BEGIN Material supplied
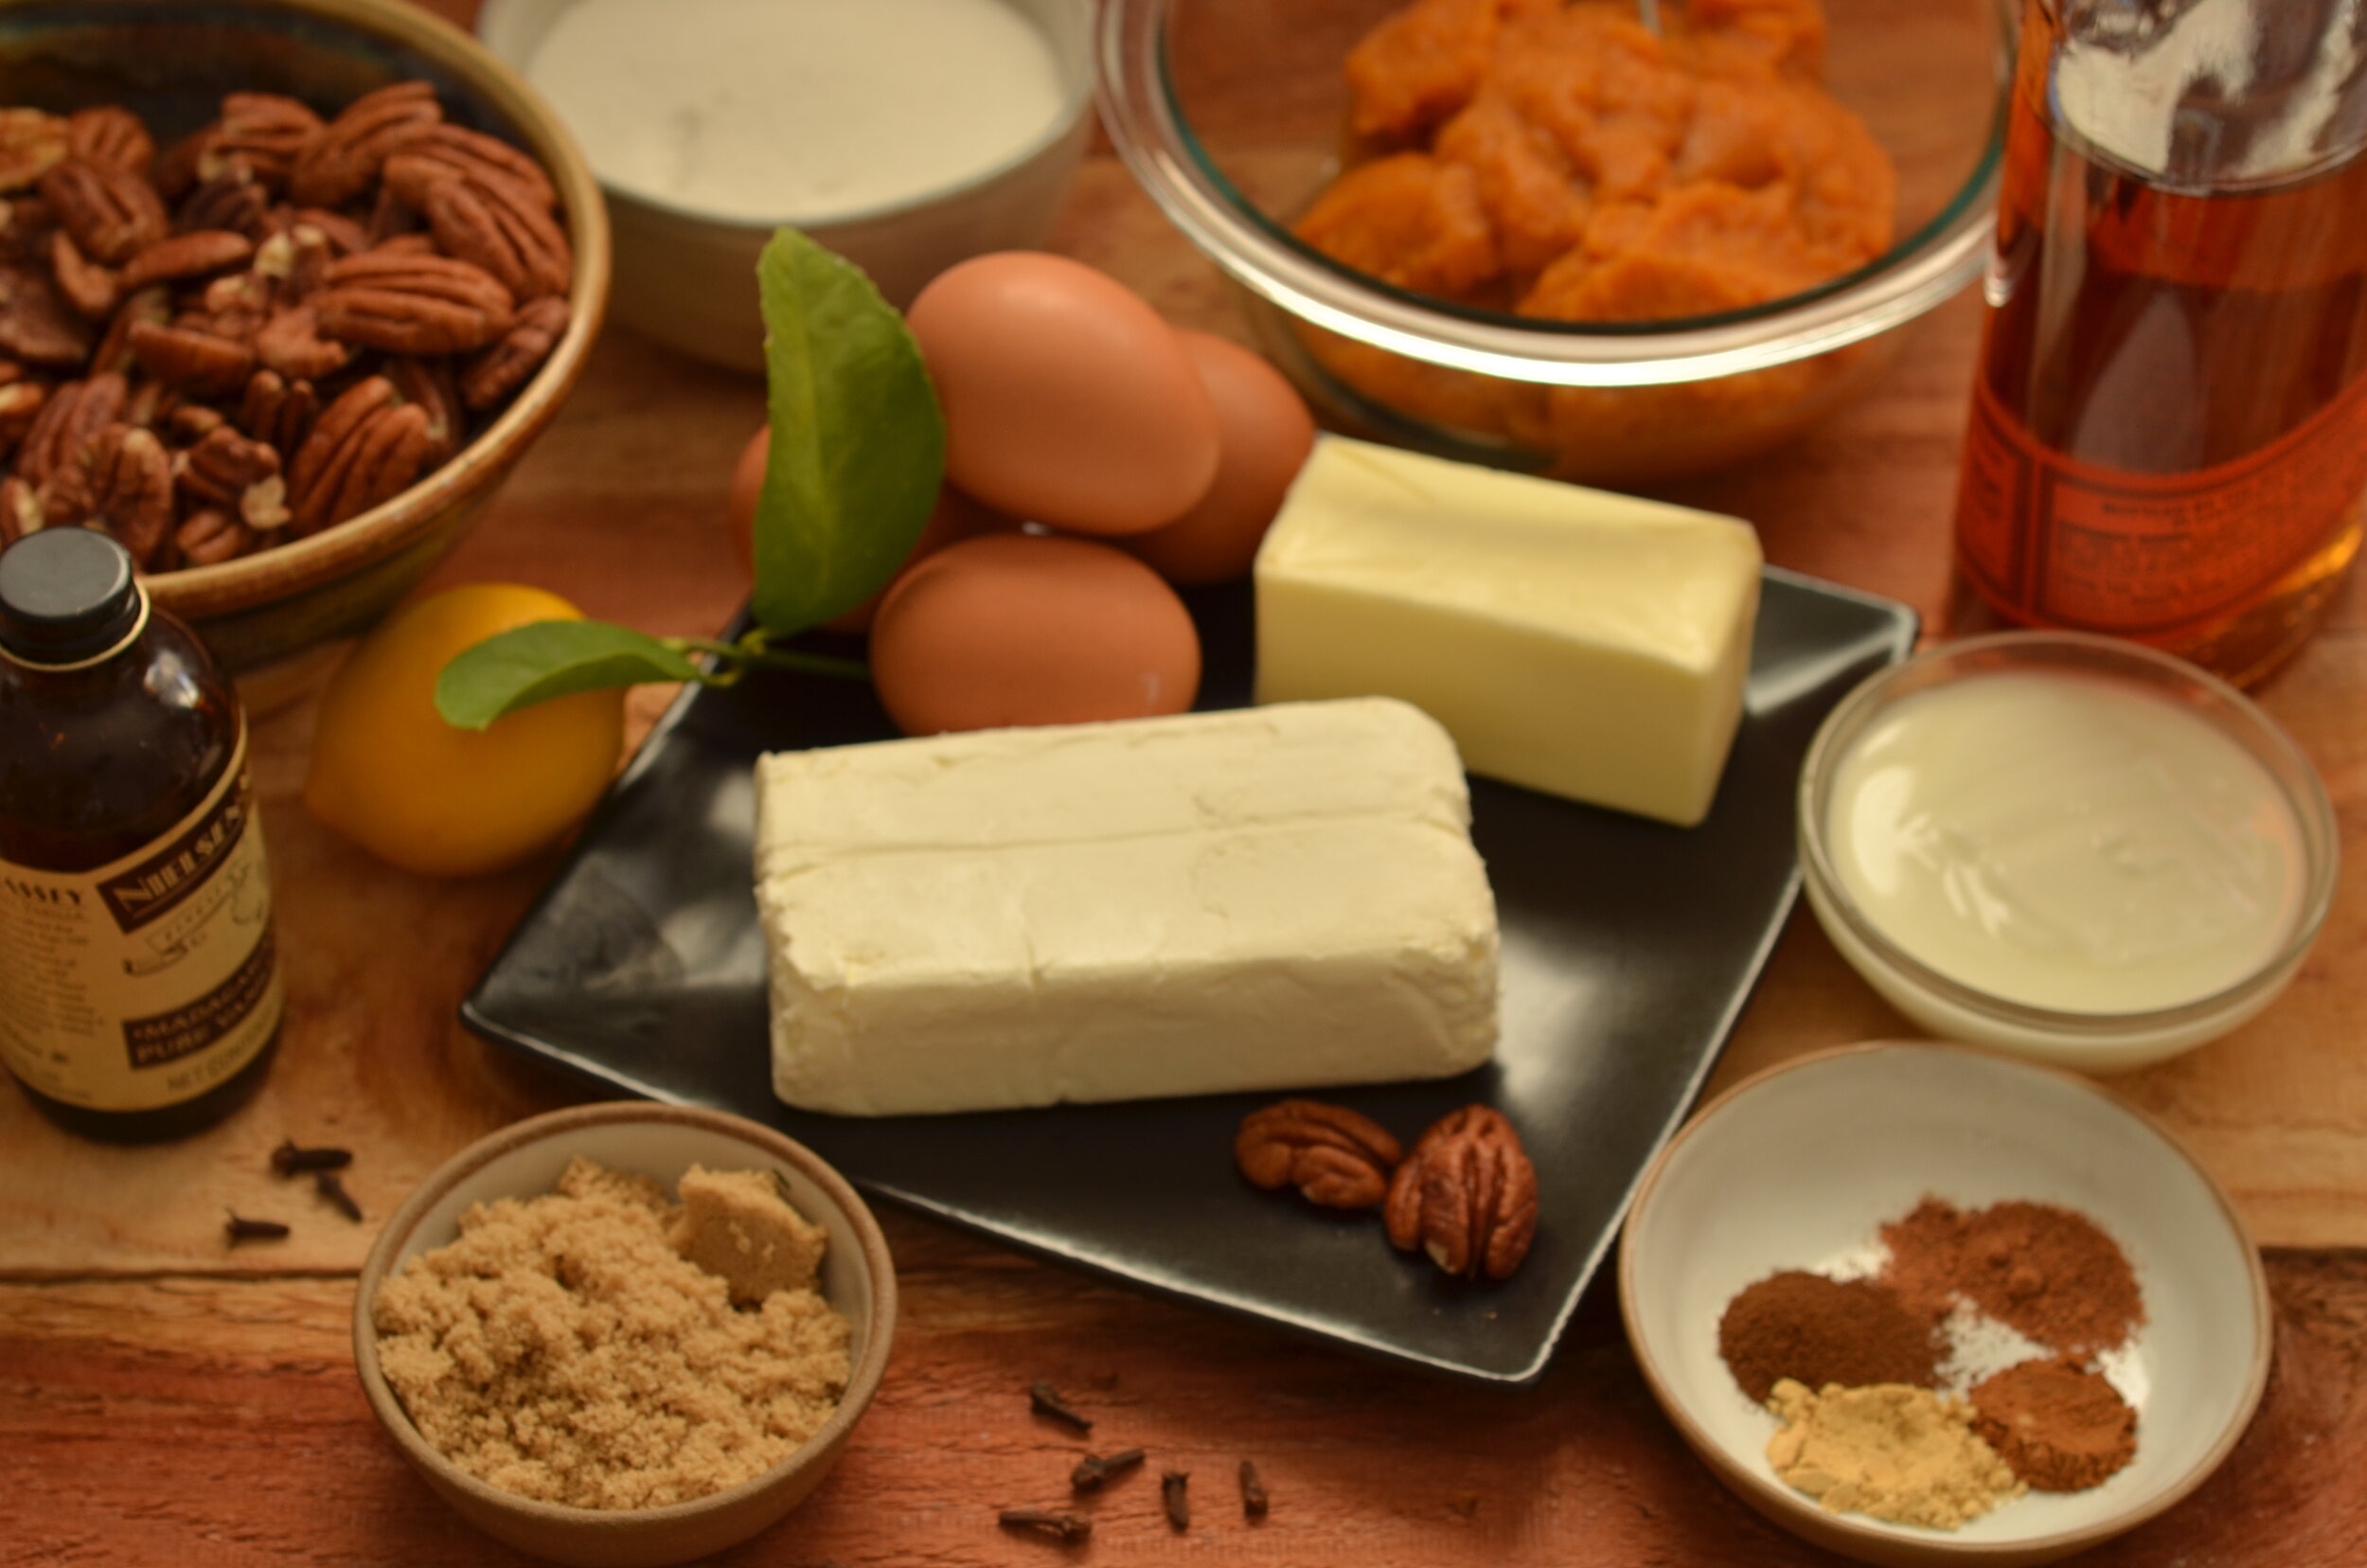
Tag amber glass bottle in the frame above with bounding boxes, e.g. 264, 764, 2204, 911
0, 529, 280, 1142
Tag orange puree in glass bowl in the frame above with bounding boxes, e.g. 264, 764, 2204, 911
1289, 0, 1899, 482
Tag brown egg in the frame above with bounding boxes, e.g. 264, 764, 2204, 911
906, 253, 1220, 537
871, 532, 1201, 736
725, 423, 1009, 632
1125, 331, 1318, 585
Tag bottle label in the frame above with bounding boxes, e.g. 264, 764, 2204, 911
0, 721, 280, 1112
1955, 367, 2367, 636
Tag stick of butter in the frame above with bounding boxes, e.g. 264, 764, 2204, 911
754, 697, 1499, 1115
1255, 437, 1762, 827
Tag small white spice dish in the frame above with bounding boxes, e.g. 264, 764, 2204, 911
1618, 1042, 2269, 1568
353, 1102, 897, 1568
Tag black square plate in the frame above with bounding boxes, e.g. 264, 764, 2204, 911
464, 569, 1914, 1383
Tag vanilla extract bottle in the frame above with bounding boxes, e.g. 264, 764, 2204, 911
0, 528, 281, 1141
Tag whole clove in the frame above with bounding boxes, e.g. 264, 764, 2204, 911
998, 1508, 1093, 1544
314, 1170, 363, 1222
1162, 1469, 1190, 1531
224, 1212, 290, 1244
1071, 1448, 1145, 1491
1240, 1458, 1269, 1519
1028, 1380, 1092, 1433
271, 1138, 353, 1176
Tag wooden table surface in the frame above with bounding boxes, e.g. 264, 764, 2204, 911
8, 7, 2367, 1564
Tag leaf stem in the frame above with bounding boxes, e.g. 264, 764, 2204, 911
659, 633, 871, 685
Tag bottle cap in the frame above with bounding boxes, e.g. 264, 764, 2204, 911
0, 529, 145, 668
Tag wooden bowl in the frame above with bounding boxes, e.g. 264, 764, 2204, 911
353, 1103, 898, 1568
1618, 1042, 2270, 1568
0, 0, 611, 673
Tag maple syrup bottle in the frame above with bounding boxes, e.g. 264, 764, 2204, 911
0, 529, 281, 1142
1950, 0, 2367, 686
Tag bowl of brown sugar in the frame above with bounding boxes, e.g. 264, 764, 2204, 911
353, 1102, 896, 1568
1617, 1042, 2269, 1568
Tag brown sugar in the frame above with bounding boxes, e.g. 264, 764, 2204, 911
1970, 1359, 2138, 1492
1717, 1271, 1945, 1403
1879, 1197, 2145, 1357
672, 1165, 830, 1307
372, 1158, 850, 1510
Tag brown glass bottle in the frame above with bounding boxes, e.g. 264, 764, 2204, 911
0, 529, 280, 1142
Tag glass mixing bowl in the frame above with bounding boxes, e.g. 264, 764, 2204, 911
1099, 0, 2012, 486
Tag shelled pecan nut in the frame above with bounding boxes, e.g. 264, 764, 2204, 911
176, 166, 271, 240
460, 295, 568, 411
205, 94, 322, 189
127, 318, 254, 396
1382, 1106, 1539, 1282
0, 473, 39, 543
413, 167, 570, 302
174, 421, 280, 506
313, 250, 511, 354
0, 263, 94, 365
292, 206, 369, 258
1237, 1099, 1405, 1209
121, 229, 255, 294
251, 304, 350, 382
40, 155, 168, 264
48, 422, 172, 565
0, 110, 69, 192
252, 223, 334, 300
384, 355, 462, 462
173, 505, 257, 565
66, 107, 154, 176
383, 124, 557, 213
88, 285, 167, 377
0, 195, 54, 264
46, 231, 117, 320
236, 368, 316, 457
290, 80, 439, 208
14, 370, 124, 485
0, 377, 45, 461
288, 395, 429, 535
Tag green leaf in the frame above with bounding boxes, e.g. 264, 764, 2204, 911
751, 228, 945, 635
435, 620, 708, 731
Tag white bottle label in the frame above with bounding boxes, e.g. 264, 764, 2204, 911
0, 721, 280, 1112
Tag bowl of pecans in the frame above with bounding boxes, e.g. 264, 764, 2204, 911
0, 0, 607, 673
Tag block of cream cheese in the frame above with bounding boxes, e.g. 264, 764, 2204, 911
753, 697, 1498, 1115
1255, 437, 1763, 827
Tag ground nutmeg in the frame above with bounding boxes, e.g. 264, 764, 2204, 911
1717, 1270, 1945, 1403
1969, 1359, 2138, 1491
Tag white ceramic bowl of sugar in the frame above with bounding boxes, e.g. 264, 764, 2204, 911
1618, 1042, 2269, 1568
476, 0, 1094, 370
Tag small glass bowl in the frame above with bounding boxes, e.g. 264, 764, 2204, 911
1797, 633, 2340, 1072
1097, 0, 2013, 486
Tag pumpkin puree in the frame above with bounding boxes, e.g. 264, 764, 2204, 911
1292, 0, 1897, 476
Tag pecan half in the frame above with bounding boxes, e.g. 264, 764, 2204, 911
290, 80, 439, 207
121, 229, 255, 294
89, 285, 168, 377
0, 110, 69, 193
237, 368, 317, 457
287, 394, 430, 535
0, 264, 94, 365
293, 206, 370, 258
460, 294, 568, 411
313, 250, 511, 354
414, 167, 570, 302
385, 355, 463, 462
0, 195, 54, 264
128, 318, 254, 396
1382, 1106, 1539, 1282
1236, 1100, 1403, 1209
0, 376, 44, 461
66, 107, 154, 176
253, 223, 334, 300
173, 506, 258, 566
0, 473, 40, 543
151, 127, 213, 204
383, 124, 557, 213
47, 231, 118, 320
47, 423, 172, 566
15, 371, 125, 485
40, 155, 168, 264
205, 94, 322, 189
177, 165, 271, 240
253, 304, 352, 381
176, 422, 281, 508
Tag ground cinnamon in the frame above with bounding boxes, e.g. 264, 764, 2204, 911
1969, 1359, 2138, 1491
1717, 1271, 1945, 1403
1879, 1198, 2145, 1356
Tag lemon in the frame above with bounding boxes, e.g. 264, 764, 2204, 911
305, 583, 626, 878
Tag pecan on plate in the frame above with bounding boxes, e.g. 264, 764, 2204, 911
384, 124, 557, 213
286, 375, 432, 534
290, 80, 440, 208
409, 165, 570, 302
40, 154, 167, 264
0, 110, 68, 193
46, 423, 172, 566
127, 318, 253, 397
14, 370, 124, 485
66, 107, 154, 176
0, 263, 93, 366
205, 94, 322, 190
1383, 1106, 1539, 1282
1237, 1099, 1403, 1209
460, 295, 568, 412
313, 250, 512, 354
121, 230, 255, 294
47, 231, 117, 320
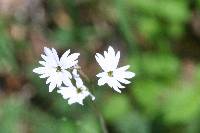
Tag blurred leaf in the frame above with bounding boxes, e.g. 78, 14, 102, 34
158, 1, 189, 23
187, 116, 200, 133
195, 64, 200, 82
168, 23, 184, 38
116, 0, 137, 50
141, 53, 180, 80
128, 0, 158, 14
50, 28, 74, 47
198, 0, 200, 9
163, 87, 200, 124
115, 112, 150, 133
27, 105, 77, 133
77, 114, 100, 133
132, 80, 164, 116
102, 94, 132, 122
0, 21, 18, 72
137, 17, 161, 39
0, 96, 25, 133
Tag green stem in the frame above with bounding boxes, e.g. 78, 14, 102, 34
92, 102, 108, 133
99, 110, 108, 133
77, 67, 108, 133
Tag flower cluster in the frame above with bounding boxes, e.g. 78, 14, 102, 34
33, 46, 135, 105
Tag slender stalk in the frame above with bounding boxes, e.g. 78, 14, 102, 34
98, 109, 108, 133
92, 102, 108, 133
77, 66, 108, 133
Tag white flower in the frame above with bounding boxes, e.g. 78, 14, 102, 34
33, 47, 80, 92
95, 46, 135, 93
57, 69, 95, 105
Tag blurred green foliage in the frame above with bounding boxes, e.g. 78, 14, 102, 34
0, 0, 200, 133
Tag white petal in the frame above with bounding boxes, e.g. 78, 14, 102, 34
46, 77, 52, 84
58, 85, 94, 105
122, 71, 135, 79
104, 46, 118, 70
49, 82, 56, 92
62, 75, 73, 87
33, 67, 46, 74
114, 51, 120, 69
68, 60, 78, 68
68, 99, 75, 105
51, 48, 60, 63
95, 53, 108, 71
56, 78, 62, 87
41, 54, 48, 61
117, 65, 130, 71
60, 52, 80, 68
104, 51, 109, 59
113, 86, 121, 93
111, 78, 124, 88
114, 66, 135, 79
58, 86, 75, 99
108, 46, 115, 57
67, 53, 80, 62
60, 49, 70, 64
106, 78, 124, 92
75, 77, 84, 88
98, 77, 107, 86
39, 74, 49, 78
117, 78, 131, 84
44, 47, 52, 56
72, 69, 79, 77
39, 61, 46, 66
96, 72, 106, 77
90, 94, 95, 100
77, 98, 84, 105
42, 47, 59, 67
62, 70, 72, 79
END Material supplied
__How to complete this task__
Would you print the line containing "Tag blurred leaf" and every line after it up to the end of the listing above, exactly, and nothing else?

__Problem solution__
Tag blurred leaf in the frame above with bounding boxes, e.g. 78, 14, 102, 34
158, 1, 189, 23
187, 116, 200, 133
195, 64, 200, 82
168, 23, 184, 38
116, 0, 137, 50
141, 53, 180, 80
128, 0, 158, 14
50, 28, 74, 47
198, 0, 200, 9
163, 87, 200, 124
115, 112, 150, 133
27, 105, 77, 133
77, 114, 100, 133
132, 80, 164, 116
102, 94, 132, 122
0, 21, 18, 72
137, 17, 161, 39
0, 96, 25, 133
Tag green stem in the frame above with bounding boxes, e.g. 78, 14, 102, 34
92, 102, 108, 133
99, 110, 108, 133
77, 67, 108, 133
Tag flower cluster in the frame above with bounding boxes, e.g. 78, 14, 102, 34
33, 46, 135, 105
Tag slender stalk in the frame above with bounding boxes, e.g. 78, 14, 102, 34
98, 109, 108, 133
92, 102, 108, 133
77, 66, 108, 133
Tag white flower in the frame above with bounding boxes, e.g. 78, 14, 102, 34
33, 47, 80, 92
95, 46, 135, 93
57, 69, 95, 105
Tag blurred green foliage in the frame above with bounding boxes, e.g. 78, 14, 102, 34
0, 0, 200, 133
Tag white petal in the frame above with bounding boxes, e.g. 78, 14, 102, 34
46, 77, 52, 84
58, 85, 94, 105
122, 71, 135, 79
104, 46, 118, 70
49, 82, 56, 92
62, 75, 73, 87
33, 67, 46, 74
114, 51, 120, 69
68, 60, 78, 68
68, 99, 75, 105
51, 48, 60, 63
95, 53, 108, 71
56, 78, 62, 87
41, 54, 48, 61
117, 65, 130, 71
60, 52, 80, 68
104, 51, 109, 59
113, 86, 121, 93
111, 78, 124, 88
114, 66, 135, 79
58, 86, 75, 99
108, 46, 115, 57
67, 53, 80, 62
60, 49, 70, 64
106, 78, 124, 92
75, 77, 84, 88
98, 77, 107, 86
39, 74, 49, 78
117, 78, 131, 84
44, 47, 52, 56
72, 69, 79, 77
39, 61, 46, 66
96, 72, 106, 77
90, 94, 95, 100
77, 98, 84, 105
42, 47, 59, 67
62, 70, 72, 79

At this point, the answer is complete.